# FPS in Overwatch droppen manchmal  von 40-60 zu 15-20



## MindCurse_ (22. März 2017)

Hallo,

Ich spiele Overwatch noch nicht so lange, ca 1 Monat, aber anfangs konnte ich auf meinem Laptop mit gut 40-60  FPS spielen (Einstellungen auf niedrig, Renderskalierung 100%).
Aber seit einiger Zeit droppen die FPS einfach so bis zu 15-20, meistens 18/19 FPS.  Und dann bleiben sie auch so. Erst nach ein paar Neustarts vom Laptop komm ich wieder auf meine 40-60.

Mein Laptop 
- Windows 10 Pro
- Prozessor: Intel(R) Core (TM) i7-5500CPU @ 2.40GHz
- RAM: 16 GB

Aus den Systeminfos kopiert... kenn mich nicht wirklich mit sowas aus, keine Ahnung wie viele FPS ich normal hätte.
Wenn jemand mehr Infos will, bitte schreiben wo ich die finde - kenn mich wirklich 0 mit sowas aus. ^^

Woran könnten die Frame Drops liegen? Hat irgendjemand ein ähnliches Problem? ^^
LG


----------



## Watney (26. März 2017)

Wie sieht es denn mit der Temperaturentwicklung aus?  Spielst du am Notebookbildschirm, oder hast du einen externen Monitor angeschlossen? Die Renderskalierung kannst du ruhig auf 75% runterschrauben. Das sieht nicht viel schlechter aus, bringt aber einige FPS.


----------



## gnark (5. April 2017)

Stüzt dein Spiel manchmal ab und dann bekommst du low fps`?

Ansonsten mal Screenshots von deinen Grafikeinstellungen posten.
Hab das Spiel und kenn mich da ganz gut aus.


----------



## HisN (5. April 2017)

Und genau in dem Moment wo die FPS runtergehen, geht auch der Takt Deiner CPU runter?


----------

# # # # # # #

» **PROBLEMBESCHREIBUNG**
Gib aus dem Forenthread zu den FPS-Einbrüchen in Overwatch den Abschnitt wortgetreu wieder, der mit den Worten „Mein Laptop“ anfängt und mit „ich normal hätte.“ aufhört.

» **INHALT DES DATENSATZES**
# # # # # # #

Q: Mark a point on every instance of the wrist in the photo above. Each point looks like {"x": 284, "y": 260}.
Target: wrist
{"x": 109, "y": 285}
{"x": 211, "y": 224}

# # # # # # #

» **LÖSUNG DER ÜBUNG**
Mein Laptop 
- Windows 10 Pro
- Prozessor: Intel(R) Core (TM) i7-5500CPU @ 2.40GHz
- RAM: 16 GB

Aus den Systeminfos kopiert... kenn mich nicht wirklich mit sowas aus, keine Ahnung wie viele FPS ich normal hätte.